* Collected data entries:

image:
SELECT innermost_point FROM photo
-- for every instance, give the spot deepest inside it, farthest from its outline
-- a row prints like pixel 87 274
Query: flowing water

* Written task: List every line of the material that contains the string "instance". Only matches with the same letter case count.

* Complete response:
-- for every instance, give the spot deepest inside it, farthest from its outline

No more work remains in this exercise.